Requirements: Rewrite the lines below, from the first line through the line containing "0 247 620 346", both included. Replace "somewhere" with "anywhere", change nothing else, and omit the pictures.

Stored records:
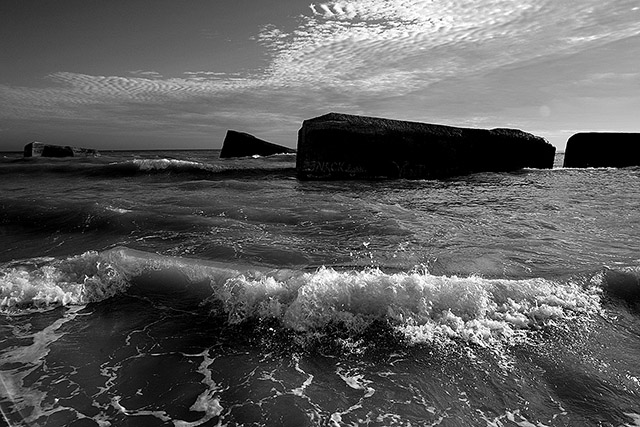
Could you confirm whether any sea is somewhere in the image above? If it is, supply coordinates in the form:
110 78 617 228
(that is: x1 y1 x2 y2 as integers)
0 150 640 427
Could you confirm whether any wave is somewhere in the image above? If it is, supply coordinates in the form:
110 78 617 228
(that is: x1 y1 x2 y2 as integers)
0 156 295 179
0 247 624 346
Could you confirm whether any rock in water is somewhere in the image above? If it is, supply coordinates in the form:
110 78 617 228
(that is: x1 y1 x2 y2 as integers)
24 141 100 157
296 113 555 179
563 132 640 168
220 130 296 159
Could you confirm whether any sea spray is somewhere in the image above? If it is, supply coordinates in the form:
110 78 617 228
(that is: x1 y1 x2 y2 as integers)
0 248 602 345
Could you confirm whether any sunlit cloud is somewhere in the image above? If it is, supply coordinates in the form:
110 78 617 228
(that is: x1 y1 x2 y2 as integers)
0 0 640 149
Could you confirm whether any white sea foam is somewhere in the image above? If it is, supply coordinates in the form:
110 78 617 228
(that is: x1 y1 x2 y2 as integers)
218 268 600 345
0 251 128 312
133 159 206 171
0 248 602 346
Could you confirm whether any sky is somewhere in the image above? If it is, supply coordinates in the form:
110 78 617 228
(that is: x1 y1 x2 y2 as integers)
0 0 640 151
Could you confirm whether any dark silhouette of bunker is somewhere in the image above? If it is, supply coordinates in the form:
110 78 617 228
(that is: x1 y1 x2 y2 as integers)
296 113 555 179
220 130 296 159
24 141 100 157
563 132 640 168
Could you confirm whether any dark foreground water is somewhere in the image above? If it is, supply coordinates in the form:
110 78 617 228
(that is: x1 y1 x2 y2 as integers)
0 151 640 427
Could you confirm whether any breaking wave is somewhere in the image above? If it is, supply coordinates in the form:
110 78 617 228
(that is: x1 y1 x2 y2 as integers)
0 247 620 346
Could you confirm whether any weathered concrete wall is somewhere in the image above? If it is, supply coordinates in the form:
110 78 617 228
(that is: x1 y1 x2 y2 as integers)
296 113 555 179
24 141 100 157
563 132 640 168
220 130 296 159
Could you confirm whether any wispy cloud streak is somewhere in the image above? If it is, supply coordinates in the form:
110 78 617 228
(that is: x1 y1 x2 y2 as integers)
0 0 640 147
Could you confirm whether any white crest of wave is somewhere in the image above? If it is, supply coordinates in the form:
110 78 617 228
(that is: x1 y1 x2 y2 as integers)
217 268 600 345
133 159 205 171
0 251 135 313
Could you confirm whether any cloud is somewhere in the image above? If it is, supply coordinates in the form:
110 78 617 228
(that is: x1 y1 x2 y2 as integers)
0 0 640 148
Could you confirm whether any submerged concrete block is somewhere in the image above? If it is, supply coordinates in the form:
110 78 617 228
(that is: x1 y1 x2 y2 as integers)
24 141 100 157
220 130 296 159
296 113 555 179
563 132 640 168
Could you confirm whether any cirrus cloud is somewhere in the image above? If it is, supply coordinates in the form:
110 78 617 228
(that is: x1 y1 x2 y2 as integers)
0 0 640 149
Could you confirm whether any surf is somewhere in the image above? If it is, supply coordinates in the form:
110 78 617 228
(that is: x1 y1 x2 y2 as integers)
0 247 624 346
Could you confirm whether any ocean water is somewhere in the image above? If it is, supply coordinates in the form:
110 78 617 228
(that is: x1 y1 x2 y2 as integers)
0 150 640 427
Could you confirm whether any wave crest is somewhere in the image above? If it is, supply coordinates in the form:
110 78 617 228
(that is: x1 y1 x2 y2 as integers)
217 268 600 345
0 248 603 346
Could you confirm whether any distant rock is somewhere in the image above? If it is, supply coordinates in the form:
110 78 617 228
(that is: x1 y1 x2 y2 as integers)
24 141 100 157
296 113 555 179
220 130 296 159
563 132 640 168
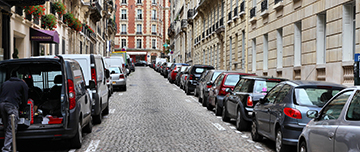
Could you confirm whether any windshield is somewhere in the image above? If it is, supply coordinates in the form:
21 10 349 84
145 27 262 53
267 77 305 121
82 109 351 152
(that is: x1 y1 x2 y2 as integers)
224 74 240 86
109 67 121 74
254 80 280 93
295 88 340 107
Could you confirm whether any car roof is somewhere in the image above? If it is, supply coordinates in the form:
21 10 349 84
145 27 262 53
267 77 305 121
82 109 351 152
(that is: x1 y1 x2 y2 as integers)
242 76 289 81
282 80 346 88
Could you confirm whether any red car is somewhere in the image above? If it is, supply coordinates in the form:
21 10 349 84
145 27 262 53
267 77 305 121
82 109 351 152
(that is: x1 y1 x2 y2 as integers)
207 71 255 116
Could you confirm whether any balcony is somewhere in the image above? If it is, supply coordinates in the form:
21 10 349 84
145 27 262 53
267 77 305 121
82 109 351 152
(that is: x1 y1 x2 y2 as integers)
181 19 187 31
227 11 232 24
260 0 269 17
250 7 256 23
239 1 245 16
274 0 284 10
233 6 239 20
89 1 102 22
188 9 194 24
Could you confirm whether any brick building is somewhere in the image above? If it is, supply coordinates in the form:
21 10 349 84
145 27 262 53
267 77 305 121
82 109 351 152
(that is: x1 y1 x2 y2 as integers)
115 0 170 62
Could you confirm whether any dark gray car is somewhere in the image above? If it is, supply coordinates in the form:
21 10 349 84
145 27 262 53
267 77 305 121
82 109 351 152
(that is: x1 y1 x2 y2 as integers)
298 87 360 152
251 80 346 152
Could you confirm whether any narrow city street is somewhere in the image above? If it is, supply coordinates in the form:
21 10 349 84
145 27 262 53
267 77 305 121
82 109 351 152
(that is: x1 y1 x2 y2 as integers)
76 67 274 152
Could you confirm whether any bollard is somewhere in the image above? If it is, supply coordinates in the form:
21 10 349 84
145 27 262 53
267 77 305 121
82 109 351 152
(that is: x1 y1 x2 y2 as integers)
10 114 16 152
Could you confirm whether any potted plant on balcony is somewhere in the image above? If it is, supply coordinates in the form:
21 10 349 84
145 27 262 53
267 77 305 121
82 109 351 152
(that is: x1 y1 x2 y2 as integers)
24 5 45 19
41 14 57 30
52 1 66 17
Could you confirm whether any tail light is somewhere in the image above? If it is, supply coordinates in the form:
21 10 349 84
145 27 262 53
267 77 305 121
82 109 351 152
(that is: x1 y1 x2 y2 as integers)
119 74 125 79
219 88 227 96
189 74 195 80
68 79 76 110
246 96 254 107
284 108 302 119
91 68 97 86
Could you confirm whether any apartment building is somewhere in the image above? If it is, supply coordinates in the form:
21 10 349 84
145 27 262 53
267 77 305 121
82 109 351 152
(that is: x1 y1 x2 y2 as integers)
115 0 170 62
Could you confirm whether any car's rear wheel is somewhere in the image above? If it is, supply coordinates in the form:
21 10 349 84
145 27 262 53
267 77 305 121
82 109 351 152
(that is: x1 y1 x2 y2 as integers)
236 108 248 131
70 122 82 149
222 103 230 122
299 141 307 152
251 119 263 141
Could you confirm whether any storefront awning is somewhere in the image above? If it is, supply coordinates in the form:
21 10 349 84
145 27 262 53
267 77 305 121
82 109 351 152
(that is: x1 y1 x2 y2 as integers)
126 52 147 55
30 28 59 44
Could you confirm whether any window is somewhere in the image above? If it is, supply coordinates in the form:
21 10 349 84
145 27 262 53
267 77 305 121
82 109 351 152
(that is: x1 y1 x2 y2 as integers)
264 84 284 103
263 34 269 70
121 24 126 34
294 21 301 66
136 24 142 34
121 9 127 19
276 28 283 68
151 24 156 34
121 39 126 48
319 91 352 120
151 39 156 49
136 39 142 48
316 13 326 64
136 9 142 19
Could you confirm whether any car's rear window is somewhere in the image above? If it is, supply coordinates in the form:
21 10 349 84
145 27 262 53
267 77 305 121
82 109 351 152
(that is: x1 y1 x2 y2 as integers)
254 80 280 93
224 74 240 86
295 88 340 107
109 67 121 74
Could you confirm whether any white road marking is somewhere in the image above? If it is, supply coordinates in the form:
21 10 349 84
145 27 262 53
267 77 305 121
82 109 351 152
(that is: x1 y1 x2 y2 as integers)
85 140 100 152
213 123 226 131
190 96 198 101
109 109 115 113
235 130 242 134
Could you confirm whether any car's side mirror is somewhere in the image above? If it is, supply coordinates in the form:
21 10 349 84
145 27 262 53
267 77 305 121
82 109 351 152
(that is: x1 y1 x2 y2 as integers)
306 110 319 118
89 80 95 89
225 88 232 93
259 97 267 104
105 69 110 79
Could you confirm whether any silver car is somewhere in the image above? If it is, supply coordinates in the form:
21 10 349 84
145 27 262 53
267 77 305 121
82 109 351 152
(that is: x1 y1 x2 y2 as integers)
109 67 126 91
298 87 360 152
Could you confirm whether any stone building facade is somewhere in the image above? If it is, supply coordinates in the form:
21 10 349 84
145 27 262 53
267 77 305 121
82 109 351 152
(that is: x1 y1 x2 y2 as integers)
115 0 170 62
169 0 360 85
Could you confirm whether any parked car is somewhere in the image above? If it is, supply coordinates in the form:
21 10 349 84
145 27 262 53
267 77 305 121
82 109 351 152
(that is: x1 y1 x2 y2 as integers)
109 66 127 91
168 63 189 83
62 54 110 124
175 65 189 86
206 71 254 116
0 56 94 148
184 64 214 95
163 62 174 78
222 76 287 131
251 80 346 152
194 70 224 107
179 66 191 90
297 87 360 152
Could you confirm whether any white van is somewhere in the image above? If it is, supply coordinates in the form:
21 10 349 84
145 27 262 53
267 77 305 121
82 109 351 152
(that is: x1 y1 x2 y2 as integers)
104 56 126 74
62 54 110 124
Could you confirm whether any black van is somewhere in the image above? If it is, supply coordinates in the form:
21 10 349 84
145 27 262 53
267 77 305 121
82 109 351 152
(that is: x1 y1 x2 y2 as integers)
0 56 92 148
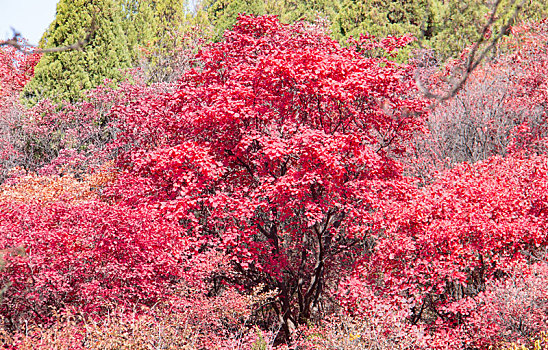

Solution to this task:
Could you confirm whether any sea is anywhere in the image above? If it is, supply coordinates in the form:
110 78 617 228
(that is: x1 y1 x2 y2 as integers)
0 150 640 427
Could you confirm whether any wave is anywhere in the image above? If it is, supply coordinates in the form:
110 78 617 228
(that is: x1 y1 x2 y2 as integers)
0 156 295 179
0 247 624 346
Could you confirm whether any rock in water is anywhere in the image above? If it is, supply coordinates in the form:
110 78 617 228
(that is: x1 y1 x2 y2 as integers)
24 141 100 157
296 113 555 179
563 132 640 168
220 130 296 159
Could you confirm whether any sea spray is anywhere in the image above? If it is, supply coordinates in the form:
110 78 617 228
(that is: x1 y1 x2 y2 as integers)
0 248 602 345
Could you confirm whether any sunlit cloud is anywhere in the image above? If it is, supply coordinates in the form:
110 78 617 228
(that is: x1 y1 x2 y2 as integers)
0 0 640 149
Could you confirm whether any white sea foam is anywhere in the image above? If it is, supply coordinates in the form:
110 78 617 228
(that is: x1 y1 x2 y2 as integers)
218 268 600 345
0 251 128 312
133 159 206 171
0 248 602 346
Could you confirm whether any sky is anywhere in the image above? If it is, supply coordinates in the form:
110 78 617 228
(that is: x1 y1 x2 y2 as integers)
0 0 640 151
Could you confirm whether any dark silhouette of bunker is anywhere in the image above? If it is, supply coordinates in the form:
110 78 617 228
(that is: x1 y1 x2 y2 as integers)
296 113 555 179
220 130 296 159
24 141 100 157
563 132 640 168
Could you confirm whether any dark foreground water is anywhere in the image above? If it is, supply coordinates in the form:
110 78 617 228
(that is: x1 y1 x2 y2 as integers)
0 151 640 427
Could you confirm whether any breaking wave is anywhere in the image above? If it is, supply coordinates in the form:
110 78 617 228
(that is: x1 y1 x2 y2 as integers)
0 247 620 346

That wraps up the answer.